#### [Testo da leggere]
Come è nato il tuo coinvolgimento nella serie e qual è stato il primo pensiero che hai avuto quando hai letto il copione?
Nel modo più classico per un attore, attraverso il processo della selezione, il primo provino in Calabria, con “Obiettivi Creativi” e Michela Forbicioni, poi a Roma, dove, addirittura nel novembre del 2019, sono stato chiamato ad incontrare Andrea Di Stefano, ideatore della serie e primo regista indicato, che mi ha scelto per il ruolo di Gambacorta. Le battute che ero stato chiamato ad interpretare per il provino non sono state inserite poi nella stesura finale, era una scena all’interno di un autogrill mentre la famiglia saliva a Milano, e mi avevano dato una immagine del mio personaggio diversa da quella che poi ho maturato leggendo la prima stesura del copione: rozzo, arrogante, in pratica “tamarro” e scostante. Già a gennaio 2020 mi ero ricreduto con la prima prova costume: i panni che indossavo avevano una certa eleganza, una certa ricercatezza che cozzava con la prima immagine. Col tempo, sono entrato in Gambacorta e nell’idea che avevano di Gambacorta i registi, nel frattempo cambiati.
Nitto Barone detto Gambacorta è un personaggio sui generis, che porta nella storia un’idea quasi romantica del mafioso: le sue attenzioni verso donna Lina sono evidenti, come è evidente la sua devozione infinita verso quella che è la leader indiscussa della famiglia. Qual è stato il tuo rapporto con Dora Romano, l’attrice che interpreta Donna Lina, e in generale con tutti i protagonisti della serie?
Quello che vediamo di Gambacorta nella serie è, ovviamente, l’arrivo di un vissuto precedente. Fratello del defunto marito di Lina, da sempre innamorato della cognata e nell’ambiente in cui vive ed opera questo è una colpa. Terminale al sud dei traffici della famiglia Barone, con la morte del fratello nutre più speranze, in amore e in affari. La devozione è la summa di queste speranze e il riconoscimento del lavoro svolto dalla cognata per i traffici in Lombardia e per il polso mostrato. Dora è un’attrice meravigliosa e una splendida persona, ci siamo trovati in sintonia e grazie alle nostre professionalità è stato facile intenderci e riuscire al meglio nell’assecondare i desiderata di Michele Alhaique e degli altri registi. Gli altri protagonisti sono tutti attori di grande esperienza e bravura, in massima parte provenienti dal teatro. I casting director hanno creato una grande ensemble e l’amalgama fra attori più datati e splendide giovani realtà ha creato il prodotto che vediamo, montato splendidamente a mio avviso.

#### [Dati estratti]
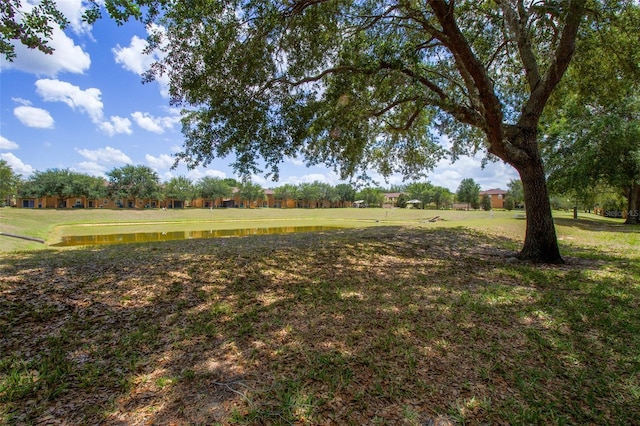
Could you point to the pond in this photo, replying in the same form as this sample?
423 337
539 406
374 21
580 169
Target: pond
146 237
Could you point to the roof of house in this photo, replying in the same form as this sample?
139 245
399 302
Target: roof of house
495 191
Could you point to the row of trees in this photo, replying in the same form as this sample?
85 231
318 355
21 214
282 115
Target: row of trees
368 85
141 182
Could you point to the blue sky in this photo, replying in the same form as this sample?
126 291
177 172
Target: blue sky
86 109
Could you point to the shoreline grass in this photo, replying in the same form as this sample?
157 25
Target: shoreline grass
400 323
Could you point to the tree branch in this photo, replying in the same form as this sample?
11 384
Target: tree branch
517 25
562 57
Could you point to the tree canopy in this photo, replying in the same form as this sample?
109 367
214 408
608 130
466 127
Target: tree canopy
592 131
370 84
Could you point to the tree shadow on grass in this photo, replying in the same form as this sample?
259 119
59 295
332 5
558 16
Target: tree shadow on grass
373 326
596 225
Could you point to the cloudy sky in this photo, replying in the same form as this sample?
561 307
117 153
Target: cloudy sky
85 108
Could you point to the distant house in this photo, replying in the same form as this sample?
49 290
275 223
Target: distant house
497 197
391 199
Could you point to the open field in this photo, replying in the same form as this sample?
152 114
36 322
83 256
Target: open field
50 225
392 320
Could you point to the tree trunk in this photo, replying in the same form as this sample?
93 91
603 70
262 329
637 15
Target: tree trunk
540 242
633 212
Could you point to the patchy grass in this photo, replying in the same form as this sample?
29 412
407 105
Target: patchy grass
386 325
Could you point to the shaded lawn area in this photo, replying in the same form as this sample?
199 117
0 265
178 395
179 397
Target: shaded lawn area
383 325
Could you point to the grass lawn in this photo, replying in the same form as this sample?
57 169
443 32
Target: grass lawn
391 320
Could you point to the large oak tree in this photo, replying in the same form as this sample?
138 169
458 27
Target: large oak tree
369 84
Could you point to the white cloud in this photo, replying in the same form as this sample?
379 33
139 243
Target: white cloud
34 117
296 161
17 165
22 101
197 174
73 10
116 125
155 124
87 101
164 161
106 155
6 144
133 58
66 57
91 168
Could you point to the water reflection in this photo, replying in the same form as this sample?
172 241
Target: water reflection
146 237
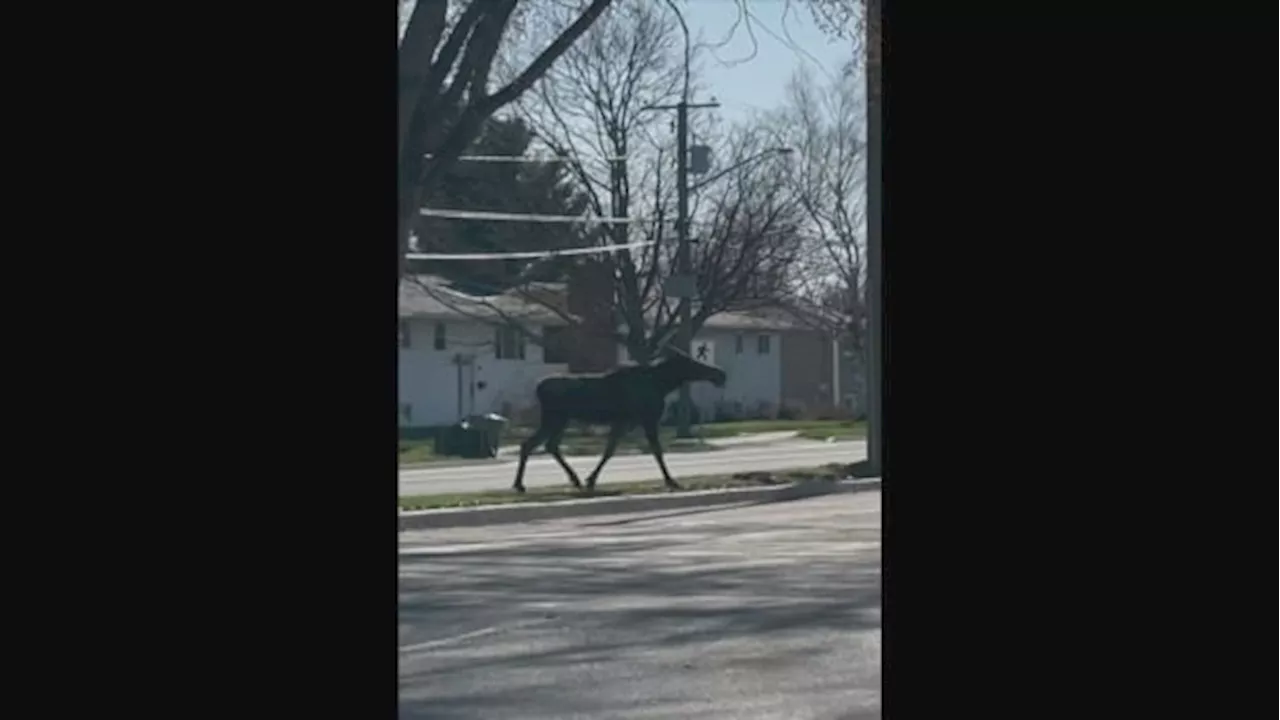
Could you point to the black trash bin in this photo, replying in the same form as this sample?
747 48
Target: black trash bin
476 436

#### [Consegna A]
Riscrivi in forma di elenco puntato, più breve, il paragrafo dell'intervista che comincia con "Quello che vediamo di Gambacorta", mantenendone i fatti principali.
#### [Consegna B]
Copia dall'intervista tutto il testo che va da "Nitto Barone detto" fino a "protagonisti della serie?", senza cambiare nulla.

#### [Risposta attesa A]
- Nella serie si vede Gambacorta come risultato di un vissuto precedente.
- È il fratello del defunto marito di Lina ed è da sempre innamorato della cognata, cosa che nel suo ambiente è una colpa.
- È il terminale al sud dei traffici della famiglia Barone; con la morte del fratello ha più speranze in amore e negli affari.
- La sua devozione riassume queste speranze e riconosce il lavoro e il polso della cognata nei traffici in Lombardia.
- Con Dora Romano, attrice meravigliosa e splendida persona, c'è stata sintonia, e insieme hanno assecondato i desiderata di Michele Alhaique e degli altri registi.
- Gli altri protagonisti sono attori esperti e bravi, per lo più provenienti dal teatro.
- I casting director hanno creato un grande ensemble che unisce attori più datati e giovani realtà, e il prodotto finale è montato splendidamente.

#### [Risposta attesa B]
Nitto Barone detto Gambacorta è un personaggio sui generis, che porta nella storia un’idea quasi romantica del mafioso: le sue attenzioni verso donna Lina sono evidenti, come è evidente la sua devozione infinita verso quella che è la leader indiscussa della famiglia. Qual è stato il tuo rapporto con Dora Romano, l’attrice che interpreta Donna Lina, e in generale con tutti i protagonisti della serie?